■ TASK INSTRUCTIONS: Set down, without alteration, the lines from the one that contains "Spot the rocky outcrop" through the final line of the material below.

** Begin **

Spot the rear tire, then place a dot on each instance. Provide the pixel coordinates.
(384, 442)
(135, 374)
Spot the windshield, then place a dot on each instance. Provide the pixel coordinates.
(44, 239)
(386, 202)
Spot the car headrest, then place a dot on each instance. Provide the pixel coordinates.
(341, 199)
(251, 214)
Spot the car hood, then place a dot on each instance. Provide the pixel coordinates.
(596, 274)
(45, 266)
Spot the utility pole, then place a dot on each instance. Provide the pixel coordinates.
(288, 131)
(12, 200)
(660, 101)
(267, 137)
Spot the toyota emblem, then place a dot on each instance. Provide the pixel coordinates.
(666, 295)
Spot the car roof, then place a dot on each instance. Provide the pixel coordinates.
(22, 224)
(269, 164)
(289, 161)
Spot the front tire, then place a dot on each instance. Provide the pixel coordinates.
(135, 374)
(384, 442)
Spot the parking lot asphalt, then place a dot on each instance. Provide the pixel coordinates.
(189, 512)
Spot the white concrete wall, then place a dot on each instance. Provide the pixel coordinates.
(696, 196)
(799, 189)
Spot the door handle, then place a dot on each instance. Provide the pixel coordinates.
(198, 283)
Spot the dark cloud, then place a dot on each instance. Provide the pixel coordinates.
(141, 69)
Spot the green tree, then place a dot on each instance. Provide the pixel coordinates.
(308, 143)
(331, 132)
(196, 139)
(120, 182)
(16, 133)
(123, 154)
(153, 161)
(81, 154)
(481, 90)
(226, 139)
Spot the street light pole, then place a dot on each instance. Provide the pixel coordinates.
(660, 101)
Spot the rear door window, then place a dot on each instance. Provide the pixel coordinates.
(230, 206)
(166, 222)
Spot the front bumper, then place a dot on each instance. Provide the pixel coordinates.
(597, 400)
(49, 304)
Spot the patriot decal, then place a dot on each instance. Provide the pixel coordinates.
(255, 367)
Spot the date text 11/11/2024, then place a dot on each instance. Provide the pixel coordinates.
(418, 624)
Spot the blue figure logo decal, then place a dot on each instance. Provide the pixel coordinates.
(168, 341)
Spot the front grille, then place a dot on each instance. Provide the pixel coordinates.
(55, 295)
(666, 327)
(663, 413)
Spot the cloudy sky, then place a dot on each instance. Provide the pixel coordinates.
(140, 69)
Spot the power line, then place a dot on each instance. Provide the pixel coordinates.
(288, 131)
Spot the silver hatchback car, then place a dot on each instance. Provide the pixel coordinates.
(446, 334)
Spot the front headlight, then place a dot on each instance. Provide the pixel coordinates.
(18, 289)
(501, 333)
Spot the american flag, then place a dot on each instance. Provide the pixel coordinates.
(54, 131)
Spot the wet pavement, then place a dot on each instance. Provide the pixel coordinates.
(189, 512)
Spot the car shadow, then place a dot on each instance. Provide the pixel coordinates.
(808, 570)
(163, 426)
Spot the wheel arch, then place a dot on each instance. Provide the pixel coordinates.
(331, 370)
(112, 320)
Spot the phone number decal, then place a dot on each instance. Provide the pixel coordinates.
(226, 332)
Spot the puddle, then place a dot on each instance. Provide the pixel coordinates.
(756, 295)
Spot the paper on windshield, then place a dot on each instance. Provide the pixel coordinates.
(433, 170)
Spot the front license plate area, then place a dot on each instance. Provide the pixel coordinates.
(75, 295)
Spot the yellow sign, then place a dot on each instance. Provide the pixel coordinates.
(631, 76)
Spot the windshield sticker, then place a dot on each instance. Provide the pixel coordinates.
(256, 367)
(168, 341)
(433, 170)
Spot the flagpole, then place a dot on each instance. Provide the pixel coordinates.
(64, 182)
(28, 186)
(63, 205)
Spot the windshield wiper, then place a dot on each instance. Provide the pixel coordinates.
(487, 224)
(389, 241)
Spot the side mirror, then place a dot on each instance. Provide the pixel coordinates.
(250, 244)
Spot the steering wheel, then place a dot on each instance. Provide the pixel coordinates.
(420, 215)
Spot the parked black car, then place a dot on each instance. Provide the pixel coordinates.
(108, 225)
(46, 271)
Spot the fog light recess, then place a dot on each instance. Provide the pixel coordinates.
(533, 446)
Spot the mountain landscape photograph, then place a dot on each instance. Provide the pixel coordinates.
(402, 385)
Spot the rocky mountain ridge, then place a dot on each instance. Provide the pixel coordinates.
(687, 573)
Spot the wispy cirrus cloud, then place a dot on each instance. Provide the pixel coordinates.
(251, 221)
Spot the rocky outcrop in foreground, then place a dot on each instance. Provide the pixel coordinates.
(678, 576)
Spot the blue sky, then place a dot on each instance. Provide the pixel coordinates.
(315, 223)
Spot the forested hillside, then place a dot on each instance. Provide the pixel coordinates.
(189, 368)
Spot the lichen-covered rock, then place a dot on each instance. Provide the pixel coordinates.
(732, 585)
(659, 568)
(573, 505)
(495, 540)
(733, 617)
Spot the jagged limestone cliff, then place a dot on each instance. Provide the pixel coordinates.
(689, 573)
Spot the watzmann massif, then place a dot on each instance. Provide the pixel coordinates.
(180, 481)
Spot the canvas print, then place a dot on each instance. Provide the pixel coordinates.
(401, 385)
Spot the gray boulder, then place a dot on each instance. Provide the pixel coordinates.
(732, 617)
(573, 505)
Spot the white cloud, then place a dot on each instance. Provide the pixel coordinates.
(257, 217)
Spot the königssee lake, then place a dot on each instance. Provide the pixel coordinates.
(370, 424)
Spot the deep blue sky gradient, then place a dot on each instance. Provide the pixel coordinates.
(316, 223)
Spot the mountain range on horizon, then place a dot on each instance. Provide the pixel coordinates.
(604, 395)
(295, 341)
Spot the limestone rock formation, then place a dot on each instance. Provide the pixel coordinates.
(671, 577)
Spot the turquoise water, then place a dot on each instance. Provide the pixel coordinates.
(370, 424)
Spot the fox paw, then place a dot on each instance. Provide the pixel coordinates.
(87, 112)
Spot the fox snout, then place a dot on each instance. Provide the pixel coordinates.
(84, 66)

** End **

■ SOLUTION FOR THIS EXERCISE:
Spot the rocky outcrop in foreground, then place a dot on each instance. Provide the pixel coordinates.
(678, 576)
Spot the blue sky, then place a dot on each instance. Provide the pixel coordinates.
(315, 223)
Spot the forested hillside, then place a dot on each instance. Provide the pixel coordinates.
(189, 368)
Spot the lichen-covered rock, then place a dot on each instance. Provide the pixel coordinates.
(732, 585)
(659, 568)
(573, 505)
(495, 540)
(733, 617)
Spot the jagged limestone cliff, then place a dot on each instance. Provide the pixel coordinates.
(689, 573)
Spot the watzmann massif, then place a dot on each instance. Provide the pixel coordinates.
(180, 481)
Spot the canvas print, then place a dot on each instance. Provide the pixel coordinates.
(401, 385)
Spot the gray boulder, then place a dot on each instance. Provide the pixel coordinates.
(732, 617)
(573, 505)
Spot the white cloud, then place a dot on each instance. Provide the pixel coordinates.
(257, 217)
Spot the königssee lake, then place a dot on each instance. Provide the pixel coordinates.
(370, 424)
Spot the deep blue sky gradient, then place a dot on each instance. Provide the pixel coordinates.
(316, 223)
Spot the mountain range on horizon, then place a dot on each instance. Provide the pixel coordinates.
(604, 395)
(295, 341)
Spot the limestone rock formation, then place a dot on each instance. Provide the pixel coordinates.
(671, 577)
Spot the turquoise water, then place a dot on each instance. Provide the pixel coordinates.
(370, 424)
Spot the fox paw, then place a dot on each instance. Provide the pixel coordinates.
(87, 112)
Spot the fox snout, then place a dot on each instance. Provide the pixel coordinates.
(84, 66)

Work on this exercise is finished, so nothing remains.